# [Direction]
Starting at the line that contains "Task: pick out seagull, one" and ending at the line that contains "<point>606,674</point>", copy out those lines again in full, requests included. Shift each coordinate in the answers up by 125 and leave every other number as it stands.

** Start Records for the task **

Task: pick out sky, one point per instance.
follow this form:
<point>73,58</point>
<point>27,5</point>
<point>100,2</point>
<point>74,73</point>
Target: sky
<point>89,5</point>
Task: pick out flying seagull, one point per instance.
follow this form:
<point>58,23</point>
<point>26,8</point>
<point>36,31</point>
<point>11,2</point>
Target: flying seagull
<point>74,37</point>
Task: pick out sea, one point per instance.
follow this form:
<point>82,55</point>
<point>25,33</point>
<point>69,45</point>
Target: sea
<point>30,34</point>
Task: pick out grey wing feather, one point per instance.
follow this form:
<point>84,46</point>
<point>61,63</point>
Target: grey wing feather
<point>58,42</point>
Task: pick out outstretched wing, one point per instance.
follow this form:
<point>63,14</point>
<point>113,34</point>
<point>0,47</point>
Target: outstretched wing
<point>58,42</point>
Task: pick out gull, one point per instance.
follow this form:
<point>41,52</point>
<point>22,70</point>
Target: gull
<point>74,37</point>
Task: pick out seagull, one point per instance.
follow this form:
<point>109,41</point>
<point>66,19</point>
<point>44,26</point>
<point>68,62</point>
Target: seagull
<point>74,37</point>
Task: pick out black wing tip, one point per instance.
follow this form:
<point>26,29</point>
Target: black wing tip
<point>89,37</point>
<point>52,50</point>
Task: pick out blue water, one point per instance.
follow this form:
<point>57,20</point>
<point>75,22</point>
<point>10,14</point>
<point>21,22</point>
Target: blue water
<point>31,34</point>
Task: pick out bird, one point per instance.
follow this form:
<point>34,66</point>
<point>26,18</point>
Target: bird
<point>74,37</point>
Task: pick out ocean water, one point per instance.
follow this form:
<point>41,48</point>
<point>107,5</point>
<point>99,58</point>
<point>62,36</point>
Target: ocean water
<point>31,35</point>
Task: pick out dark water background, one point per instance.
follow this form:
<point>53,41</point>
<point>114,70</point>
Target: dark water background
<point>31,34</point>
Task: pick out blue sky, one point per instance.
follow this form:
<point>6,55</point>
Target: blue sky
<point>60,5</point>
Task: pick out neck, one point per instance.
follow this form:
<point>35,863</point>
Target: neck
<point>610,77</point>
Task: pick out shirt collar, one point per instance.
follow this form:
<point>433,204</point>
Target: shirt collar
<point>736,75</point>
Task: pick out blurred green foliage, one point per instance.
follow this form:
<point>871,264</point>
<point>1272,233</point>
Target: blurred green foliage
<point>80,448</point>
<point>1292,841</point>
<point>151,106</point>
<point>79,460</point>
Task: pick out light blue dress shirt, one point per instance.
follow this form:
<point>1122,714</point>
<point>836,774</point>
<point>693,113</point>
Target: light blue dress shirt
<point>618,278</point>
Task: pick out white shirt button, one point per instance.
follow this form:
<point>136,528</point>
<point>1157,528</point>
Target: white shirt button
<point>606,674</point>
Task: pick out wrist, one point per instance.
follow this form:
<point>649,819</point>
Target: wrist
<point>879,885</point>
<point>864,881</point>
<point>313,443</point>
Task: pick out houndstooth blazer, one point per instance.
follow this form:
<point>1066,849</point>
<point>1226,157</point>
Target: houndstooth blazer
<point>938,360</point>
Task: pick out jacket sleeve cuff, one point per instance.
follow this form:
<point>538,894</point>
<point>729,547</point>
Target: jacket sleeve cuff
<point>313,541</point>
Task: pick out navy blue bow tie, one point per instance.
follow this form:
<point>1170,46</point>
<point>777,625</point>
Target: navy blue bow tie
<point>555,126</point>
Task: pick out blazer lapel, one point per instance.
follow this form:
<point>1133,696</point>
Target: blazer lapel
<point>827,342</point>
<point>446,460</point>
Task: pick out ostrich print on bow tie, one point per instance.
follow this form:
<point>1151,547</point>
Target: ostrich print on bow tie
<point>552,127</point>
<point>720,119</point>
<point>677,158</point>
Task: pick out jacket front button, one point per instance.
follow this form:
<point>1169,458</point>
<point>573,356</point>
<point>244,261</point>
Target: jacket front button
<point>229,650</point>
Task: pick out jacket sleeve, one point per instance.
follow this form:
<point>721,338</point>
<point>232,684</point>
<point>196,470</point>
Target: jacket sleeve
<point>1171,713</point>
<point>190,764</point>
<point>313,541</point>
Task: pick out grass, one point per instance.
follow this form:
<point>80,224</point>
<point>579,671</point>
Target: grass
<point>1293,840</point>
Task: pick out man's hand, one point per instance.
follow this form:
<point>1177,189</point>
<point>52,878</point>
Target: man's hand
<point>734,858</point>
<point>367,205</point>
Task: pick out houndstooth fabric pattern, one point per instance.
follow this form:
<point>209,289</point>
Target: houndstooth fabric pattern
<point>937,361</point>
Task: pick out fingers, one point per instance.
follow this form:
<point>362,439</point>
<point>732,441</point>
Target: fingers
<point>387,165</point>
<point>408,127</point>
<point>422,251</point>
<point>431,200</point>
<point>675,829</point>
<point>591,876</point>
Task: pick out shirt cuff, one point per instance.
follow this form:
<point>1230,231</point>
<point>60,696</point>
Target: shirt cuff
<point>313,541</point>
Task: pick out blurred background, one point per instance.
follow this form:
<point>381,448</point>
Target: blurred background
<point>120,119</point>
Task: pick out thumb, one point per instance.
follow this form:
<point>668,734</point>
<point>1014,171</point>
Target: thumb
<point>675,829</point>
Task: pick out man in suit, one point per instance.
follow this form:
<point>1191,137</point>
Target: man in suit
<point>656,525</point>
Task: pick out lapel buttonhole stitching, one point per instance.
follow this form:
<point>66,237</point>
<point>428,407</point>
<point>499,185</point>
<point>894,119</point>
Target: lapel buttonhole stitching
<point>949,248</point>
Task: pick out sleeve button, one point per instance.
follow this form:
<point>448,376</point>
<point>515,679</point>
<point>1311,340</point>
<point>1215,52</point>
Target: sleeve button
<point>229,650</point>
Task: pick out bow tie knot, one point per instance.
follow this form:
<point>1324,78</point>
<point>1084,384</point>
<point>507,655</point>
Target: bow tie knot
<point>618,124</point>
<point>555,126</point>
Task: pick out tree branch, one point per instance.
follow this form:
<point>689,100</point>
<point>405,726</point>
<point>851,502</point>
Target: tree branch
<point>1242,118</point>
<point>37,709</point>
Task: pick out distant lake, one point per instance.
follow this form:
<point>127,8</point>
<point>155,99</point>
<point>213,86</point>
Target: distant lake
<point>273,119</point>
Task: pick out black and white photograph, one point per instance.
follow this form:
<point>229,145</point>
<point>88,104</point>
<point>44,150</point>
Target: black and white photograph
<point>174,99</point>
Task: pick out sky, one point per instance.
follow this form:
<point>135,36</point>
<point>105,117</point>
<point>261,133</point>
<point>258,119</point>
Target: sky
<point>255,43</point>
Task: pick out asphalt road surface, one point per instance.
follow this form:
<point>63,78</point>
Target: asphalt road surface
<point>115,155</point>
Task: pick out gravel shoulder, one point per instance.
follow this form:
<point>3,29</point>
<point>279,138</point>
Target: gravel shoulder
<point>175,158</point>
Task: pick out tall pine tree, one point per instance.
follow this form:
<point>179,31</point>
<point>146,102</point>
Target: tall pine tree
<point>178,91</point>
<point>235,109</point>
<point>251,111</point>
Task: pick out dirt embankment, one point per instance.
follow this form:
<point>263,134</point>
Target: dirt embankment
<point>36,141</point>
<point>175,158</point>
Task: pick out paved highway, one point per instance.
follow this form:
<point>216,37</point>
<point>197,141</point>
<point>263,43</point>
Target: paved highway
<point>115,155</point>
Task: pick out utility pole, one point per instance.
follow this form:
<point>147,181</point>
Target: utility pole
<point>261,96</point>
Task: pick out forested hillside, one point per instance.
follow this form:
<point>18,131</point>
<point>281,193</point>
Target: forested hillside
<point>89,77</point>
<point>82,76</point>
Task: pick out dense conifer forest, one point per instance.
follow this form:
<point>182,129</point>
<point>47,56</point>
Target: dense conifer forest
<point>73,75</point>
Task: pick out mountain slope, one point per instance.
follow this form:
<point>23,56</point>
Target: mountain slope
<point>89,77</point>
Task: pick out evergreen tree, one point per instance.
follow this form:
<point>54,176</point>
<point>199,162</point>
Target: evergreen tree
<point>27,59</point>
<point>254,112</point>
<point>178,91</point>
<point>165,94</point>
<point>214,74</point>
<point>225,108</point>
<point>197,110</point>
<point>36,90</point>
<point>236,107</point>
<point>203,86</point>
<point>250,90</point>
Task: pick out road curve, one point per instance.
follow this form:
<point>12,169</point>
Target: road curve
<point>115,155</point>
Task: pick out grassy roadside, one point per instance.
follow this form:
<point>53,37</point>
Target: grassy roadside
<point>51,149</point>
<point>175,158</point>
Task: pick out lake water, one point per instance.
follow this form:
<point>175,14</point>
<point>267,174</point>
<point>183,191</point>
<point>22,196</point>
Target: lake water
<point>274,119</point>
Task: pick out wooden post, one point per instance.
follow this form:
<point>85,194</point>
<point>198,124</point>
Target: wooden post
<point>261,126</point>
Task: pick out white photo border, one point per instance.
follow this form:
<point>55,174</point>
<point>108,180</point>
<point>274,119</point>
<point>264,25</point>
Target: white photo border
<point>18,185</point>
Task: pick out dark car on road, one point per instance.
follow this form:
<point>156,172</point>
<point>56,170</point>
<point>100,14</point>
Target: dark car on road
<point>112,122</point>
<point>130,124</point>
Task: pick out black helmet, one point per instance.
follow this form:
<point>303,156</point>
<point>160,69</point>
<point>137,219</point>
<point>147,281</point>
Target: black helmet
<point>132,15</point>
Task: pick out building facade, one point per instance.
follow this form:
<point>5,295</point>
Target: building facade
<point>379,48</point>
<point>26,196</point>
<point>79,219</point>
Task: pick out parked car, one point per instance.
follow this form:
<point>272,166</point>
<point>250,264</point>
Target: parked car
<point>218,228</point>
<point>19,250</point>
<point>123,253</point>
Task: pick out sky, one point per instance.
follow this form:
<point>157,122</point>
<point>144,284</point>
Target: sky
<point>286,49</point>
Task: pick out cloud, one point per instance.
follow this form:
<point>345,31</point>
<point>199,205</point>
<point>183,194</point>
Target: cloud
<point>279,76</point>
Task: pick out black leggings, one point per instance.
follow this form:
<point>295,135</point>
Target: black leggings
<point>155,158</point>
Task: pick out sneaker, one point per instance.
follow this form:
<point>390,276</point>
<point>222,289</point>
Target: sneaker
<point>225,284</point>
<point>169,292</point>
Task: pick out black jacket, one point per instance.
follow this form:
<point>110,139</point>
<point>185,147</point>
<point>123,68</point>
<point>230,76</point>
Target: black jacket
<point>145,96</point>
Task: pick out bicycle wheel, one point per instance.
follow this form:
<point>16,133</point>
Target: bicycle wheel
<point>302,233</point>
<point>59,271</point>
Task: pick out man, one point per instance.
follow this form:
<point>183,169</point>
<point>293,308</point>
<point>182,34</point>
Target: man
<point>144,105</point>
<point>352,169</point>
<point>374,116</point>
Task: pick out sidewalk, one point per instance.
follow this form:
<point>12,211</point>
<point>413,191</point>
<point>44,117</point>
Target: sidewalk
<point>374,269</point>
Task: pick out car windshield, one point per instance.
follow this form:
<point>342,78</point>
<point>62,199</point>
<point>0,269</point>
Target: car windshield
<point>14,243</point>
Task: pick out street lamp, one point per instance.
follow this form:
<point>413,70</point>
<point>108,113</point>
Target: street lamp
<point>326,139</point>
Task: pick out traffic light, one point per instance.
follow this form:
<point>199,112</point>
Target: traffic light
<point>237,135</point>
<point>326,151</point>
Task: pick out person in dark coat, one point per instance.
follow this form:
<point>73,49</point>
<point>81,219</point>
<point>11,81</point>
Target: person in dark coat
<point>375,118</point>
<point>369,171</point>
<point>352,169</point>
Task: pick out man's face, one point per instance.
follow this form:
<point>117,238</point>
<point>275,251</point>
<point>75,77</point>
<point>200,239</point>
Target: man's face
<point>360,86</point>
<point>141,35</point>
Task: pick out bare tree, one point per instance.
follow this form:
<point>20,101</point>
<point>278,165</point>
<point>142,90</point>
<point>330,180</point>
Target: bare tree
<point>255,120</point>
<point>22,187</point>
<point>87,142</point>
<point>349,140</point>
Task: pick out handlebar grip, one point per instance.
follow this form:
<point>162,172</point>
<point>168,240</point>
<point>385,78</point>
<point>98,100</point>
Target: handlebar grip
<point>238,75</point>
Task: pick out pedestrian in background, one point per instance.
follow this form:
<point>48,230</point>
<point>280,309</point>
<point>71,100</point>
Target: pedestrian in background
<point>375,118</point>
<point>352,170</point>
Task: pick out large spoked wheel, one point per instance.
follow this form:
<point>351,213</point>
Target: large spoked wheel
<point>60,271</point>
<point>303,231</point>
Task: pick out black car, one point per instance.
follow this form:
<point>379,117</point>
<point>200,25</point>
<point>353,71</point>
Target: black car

** End Records for the task **

# [Complete output]
Task: pick out seagull, one point per instance.
follow this form:
<point>109,41</point>
<point>66,19</point>
<point>44,26</point>
<point>68,62</point>
Target: seagull
<point>199,162</point>
Task: pick out black wing tip, one point per instance.
follow this form:
<point>26,29</point>
Target: black wing tip
<point>214,162</point>
<point>177,175</point>
Task: pick out blue water, one point per instance.
follow this form:
<point>57,20</point>
<point>75,22</point>
<point>10,14</point>
<point>21,22</point>
Target: blue water
<point>156,159</point>
Task: pick out bird, one point per instance.
follow this form:
<point>34,66</point>
<point>26,18</point>
Target: bird
<point>199,162</point>
Task: pick out ocean water, one point per instance.
follow this form:
<point>41,48</point>
<point>107,5</point>
<point>99,58</point>
<point>62,36</point>
Target: ocean water
<point>156,160</point>
Task: pick out dark water background, one point per instance.
follow this form:
<point>53,41</point>
<point>114,70</point>
Target: dark water background
<point>156,159</point>
Task: pick out blue sky, one point per instance.
follow this form:
<point>6,55</point>
Target: blue sky
<point>185,130</point>
Task: pick out neck, one point per instance.
follow this form:
<point>35,863</point>
Target: neck
<point>735,202</point>
Task: pick out shirt collar, one point per instance.
follow this form:
<point>433,204</point>
Target: shirt collar
<point>861,200</point>
Task: pick out blurred green foliage, one point per instance.
follow this form:
<point>871,264</point>
<point>1272,233</point>
Target: blurred green foliage
<point>205,573</point>
<point>1417,966</point>
<point>276,231</point>
<point>204,585</point>
Task: pick out light blue dress shirt, one point per instance.
follow this form:
<point>1122,714</point>
<point>836,774</point>
<point>693,113</point>
Target: light blue dress shirt
<point>743,403</point>
Task: pick out white shirt button, one point per instance.
follow this form:
<point>136,528</point>
<point>1157,528</point>
Target: white shirt button
<point>731,799</point>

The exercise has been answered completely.